La figura 5 (da Raupach, mod.) riporta alcuni esempi tipici di sistemi di protezione del calcestruzzo secondo gli addendi nazionali della norma SN EN 1504 in vigore in Svizzera, a titolo di esempio illustrativo della struttura di un “sistema”. La scelta di un sistema dipende da:
- disponibilità di budget,
- valutazione del rischio (costi / benefici),
- volontà di introdurre elementi ridondanti.
Quello della ridondanza è uno dei punti chiave perché, pur trattandosi di una scelta costosa, tuttavia, soprattutto per le infrastrutture capitali in ambiente aggressivo (classi di esposizione XD3, XF4, XS3, XA3, secondo EN 206-1) aumenta la loro resilienza per via dell’esistenza di differenti elementi protettivi resistenti all’attacco fisico, chimico, meccanico.
In generale, per quanto attiene alle opzioni disponibili, lo strato di livellamento è quasi sempre necessario perché altrimenti gli strati successivi, che rappresentano gli strati protettivi, non possono essere applicati in uno spessore costante.

• **Consegna scritta**
Elenca tutti i fattori da cui dipende la scelta di un sistema secondo il testo sulla protezione del calcestruzzo.

• **Materiale fornito**
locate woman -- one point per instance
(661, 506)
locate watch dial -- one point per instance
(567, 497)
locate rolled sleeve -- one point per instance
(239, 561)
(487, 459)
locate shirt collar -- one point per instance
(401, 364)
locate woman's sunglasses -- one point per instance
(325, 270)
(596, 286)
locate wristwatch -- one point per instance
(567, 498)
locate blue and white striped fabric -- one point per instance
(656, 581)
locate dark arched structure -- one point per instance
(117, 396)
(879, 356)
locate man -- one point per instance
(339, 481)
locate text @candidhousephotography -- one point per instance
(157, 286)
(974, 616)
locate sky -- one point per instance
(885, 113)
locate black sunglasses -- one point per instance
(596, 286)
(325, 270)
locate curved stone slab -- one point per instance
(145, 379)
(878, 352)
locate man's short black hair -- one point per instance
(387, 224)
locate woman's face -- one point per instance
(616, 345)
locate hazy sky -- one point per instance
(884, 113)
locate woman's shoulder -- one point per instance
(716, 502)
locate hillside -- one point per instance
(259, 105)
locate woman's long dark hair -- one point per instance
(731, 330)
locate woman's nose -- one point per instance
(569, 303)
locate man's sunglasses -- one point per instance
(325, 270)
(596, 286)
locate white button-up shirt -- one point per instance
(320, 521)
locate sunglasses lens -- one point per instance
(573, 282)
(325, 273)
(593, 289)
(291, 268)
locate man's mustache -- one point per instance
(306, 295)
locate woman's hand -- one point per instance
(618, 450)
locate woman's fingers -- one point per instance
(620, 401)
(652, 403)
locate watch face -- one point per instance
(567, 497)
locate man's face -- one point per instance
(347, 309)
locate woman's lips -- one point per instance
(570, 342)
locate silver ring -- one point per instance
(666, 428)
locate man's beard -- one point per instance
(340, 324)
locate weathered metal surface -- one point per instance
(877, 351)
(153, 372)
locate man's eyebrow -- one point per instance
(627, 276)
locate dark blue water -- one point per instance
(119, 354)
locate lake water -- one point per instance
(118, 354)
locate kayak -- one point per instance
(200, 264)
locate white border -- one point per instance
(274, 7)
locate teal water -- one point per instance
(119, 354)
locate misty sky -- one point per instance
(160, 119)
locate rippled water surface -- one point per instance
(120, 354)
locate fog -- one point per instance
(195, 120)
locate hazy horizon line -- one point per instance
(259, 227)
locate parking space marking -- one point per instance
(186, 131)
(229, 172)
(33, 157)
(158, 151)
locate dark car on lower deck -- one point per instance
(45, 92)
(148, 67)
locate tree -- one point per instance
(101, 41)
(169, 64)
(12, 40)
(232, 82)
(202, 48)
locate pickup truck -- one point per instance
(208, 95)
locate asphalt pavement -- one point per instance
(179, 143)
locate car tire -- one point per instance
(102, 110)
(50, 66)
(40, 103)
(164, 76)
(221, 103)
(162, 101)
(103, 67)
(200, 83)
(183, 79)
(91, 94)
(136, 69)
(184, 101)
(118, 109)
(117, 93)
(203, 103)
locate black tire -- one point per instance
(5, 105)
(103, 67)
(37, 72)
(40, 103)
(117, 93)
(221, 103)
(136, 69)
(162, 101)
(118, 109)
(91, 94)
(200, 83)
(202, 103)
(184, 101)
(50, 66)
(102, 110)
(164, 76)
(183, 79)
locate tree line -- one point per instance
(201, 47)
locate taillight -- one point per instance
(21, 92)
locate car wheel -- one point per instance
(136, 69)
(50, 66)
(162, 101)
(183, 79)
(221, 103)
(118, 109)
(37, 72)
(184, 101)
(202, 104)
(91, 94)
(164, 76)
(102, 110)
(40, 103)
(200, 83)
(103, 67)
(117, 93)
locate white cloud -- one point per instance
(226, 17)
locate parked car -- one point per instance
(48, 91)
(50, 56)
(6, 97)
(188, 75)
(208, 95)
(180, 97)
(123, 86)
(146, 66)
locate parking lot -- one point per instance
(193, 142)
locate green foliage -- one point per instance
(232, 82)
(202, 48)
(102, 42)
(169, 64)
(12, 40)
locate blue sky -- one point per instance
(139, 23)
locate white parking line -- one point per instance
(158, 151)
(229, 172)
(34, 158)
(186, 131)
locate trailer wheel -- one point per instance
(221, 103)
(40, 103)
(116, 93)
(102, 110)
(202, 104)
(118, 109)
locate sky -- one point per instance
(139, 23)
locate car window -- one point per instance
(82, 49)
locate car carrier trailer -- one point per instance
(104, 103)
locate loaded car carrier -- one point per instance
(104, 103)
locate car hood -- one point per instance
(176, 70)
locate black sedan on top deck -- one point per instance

• **Risultato corretto**
- disponibilità di budget
- valutazione del rischio (costi / benefici)
- volontà di introdurre elementi ridondanti